Excerpts from a point labeling dataset
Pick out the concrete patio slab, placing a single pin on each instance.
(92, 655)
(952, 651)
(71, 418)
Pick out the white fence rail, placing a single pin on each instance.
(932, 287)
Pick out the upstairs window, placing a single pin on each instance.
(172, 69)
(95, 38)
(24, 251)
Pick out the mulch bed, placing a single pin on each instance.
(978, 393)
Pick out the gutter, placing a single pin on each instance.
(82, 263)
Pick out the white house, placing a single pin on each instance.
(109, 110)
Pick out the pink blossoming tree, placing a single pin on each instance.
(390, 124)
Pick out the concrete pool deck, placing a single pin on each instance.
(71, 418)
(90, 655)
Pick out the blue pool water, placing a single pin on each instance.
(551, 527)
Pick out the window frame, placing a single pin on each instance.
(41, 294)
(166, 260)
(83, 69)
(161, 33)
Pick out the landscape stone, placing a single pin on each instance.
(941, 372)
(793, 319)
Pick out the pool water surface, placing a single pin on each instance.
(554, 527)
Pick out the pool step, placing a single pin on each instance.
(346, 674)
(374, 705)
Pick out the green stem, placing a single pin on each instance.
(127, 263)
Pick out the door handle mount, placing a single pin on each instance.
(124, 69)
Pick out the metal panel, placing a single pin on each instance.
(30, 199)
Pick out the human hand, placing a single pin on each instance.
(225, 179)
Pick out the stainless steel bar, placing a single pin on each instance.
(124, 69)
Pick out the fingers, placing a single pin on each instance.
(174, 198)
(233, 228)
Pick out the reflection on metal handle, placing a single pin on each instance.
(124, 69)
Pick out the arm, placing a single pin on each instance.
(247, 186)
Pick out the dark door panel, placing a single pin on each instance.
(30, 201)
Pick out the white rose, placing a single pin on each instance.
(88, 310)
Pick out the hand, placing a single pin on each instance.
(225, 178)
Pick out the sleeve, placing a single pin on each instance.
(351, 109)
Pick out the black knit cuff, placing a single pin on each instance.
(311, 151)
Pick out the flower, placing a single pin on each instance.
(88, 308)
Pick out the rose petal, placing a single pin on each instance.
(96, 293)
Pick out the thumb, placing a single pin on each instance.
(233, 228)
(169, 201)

**Aim of the task:**
Format the lines from the one containing "Pick out the rose" through the end of the records as a JSON list of strings, one string per line, omitting any blank lines.

**Complete output:**
[
  "Pick out the rose petal, placing a single pin on each instance.",
  "(96, 293)",
  "Pick out the thumb, placing a single pin on each instance.",
  "(233, 228)",
  "(169, 201)"
]